- [Work to complete]: Please report each line of the listing below that contains the string "trace". Treat case as significant.

Dataset entries:
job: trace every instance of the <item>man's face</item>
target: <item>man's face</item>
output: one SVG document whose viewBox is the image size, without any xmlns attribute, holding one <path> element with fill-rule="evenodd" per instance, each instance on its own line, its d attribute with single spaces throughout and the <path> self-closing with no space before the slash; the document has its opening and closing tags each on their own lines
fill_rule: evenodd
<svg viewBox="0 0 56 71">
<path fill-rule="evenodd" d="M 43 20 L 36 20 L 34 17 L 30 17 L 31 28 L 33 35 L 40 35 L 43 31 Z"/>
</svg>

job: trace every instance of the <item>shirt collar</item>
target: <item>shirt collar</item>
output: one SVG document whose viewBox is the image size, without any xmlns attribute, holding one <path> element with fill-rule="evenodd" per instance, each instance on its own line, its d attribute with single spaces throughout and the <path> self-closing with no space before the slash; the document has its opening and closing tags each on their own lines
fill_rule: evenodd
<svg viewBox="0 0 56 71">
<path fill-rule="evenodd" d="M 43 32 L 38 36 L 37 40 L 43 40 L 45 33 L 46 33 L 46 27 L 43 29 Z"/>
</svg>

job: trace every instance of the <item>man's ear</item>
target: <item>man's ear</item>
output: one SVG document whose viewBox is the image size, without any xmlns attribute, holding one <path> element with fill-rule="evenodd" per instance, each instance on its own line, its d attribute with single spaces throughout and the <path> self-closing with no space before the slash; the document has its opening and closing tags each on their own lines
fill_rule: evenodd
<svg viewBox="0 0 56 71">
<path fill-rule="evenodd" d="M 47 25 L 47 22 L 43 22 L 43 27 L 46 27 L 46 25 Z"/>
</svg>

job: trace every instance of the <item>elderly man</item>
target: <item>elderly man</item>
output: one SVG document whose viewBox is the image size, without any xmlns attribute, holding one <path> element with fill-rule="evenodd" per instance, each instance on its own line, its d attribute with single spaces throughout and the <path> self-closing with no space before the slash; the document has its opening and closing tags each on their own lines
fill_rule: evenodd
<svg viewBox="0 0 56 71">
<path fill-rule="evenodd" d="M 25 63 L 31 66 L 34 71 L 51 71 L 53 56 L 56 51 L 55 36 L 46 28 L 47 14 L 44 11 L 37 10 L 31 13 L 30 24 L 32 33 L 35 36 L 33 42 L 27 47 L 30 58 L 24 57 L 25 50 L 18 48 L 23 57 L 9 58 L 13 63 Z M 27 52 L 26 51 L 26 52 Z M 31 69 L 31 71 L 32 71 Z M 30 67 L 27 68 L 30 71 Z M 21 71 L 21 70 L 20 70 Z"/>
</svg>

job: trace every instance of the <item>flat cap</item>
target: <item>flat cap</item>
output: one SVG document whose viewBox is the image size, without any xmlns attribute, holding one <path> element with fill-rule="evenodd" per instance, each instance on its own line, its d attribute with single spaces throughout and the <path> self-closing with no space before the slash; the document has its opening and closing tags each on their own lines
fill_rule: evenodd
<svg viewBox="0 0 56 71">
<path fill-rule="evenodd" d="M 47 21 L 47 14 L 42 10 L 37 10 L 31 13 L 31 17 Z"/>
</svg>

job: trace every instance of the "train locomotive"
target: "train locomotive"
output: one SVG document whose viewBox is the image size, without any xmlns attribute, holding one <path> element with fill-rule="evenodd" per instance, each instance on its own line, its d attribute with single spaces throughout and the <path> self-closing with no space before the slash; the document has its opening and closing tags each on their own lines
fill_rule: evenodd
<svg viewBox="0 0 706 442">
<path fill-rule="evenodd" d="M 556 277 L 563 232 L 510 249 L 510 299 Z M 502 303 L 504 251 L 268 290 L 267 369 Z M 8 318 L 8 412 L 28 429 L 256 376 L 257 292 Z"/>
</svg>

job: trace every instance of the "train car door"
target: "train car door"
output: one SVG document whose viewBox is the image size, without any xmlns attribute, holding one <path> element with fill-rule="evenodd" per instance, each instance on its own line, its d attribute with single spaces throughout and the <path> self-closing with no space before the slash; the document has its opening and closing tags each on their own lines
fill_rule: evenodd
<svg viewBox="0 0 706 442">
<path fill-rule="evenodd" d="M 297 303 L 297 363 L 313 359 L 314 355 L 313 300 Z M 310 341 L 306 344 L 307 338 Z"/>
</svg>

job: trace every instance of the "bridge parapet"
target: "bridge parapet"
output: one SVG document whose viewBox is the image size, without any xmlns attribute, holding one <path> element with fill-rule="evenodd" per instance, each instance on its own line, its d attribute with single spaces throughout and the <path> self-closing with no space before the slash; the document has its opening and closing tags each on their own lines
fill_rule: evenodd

- [Task output]:
job: trace every instance of the <item>man's face</item>
job: trace every instance of the <item>shirt collar</item>
job: trace every instance of the <item>man's ear</item>
job: trace every instance of the <item>elderly man</item>
job: trace every instance of the <item>flat cap</item>
job: trace every instance of the "train locomotive"
job: trace every instance of the "train car door"
job: trace every instance of the "bridge parapet"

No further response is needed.